What the task requires:
Rewrite the material below with every "instance" changed to "occurrence" and everything else left as it is. Leave the pictures out of your answer.

Material provided:
☆ ☆ ☆

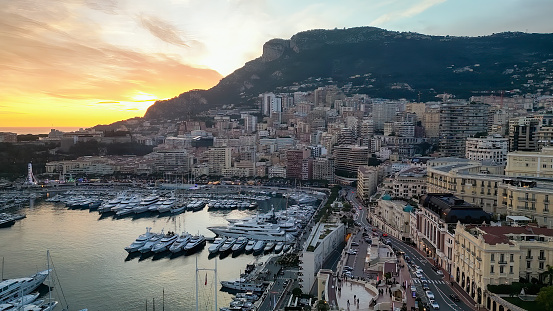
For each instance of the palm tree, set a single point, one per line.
(548, 274)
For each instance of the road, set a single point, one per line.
(439, 285)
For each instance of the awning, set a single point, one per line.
(428, 244)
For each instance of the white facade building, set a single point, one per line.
(492, 148)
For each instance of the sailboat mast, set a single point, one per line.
(197, 283)
(215, 285)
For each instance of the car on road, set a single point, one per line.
(454, 297)
(351, 252)
(430, 294)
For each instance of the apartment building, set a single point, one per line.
(499, 255)
(393, 217)
(349, 158)
(321, 243)
(367, 181)
(471, 181)
(530, 164)
(219, 159)
(491, 148)
(435, 221)
(408, 183)
(458, 121)
(323, 169)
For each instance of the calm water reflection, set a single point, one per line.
(94, 270)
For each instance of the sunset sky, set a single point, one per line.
(87, 62)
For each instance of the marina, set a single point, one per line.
(90, 251)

☆ ☆ ☆

Exercise answer:
For each occurrence of the palm tree, set a single point, one per line.
(548, 274)
For each occurrence of the road, set a single point, one per line.
(439, 285)
For each occurrence of the awning, set a single point, one per line.
(428, 244)
For each occurrence of the white facade building, set a single point, one per line.
(492, 148)
For each occurrence of the sailboat mast, set a single point, one per line.
(197, 283)
(215, 285)
For each occurrence of the car on road, set a single point, one per line.
(454, 297)
(351, 252)
(430, 294)
For each occurrence of the apartment building, set a single point, one per line.
(499, 255)
(393, 217)
(349, 158)
(321, 243)
(367, 181)
(471, 181)
(530, 164)
(219, 159)
(491, 148)
(435, 221)
(408, 183)
(458, 121)
(323, 169)
For each occurrence of the calm water reflection, set a single point, one per line.
(94, 270)
For each occurrence of the sunset sky, set a single point, one per line.
(87, 62)
For each occurrence of the marina, set a single point, one per line.
(90, 251)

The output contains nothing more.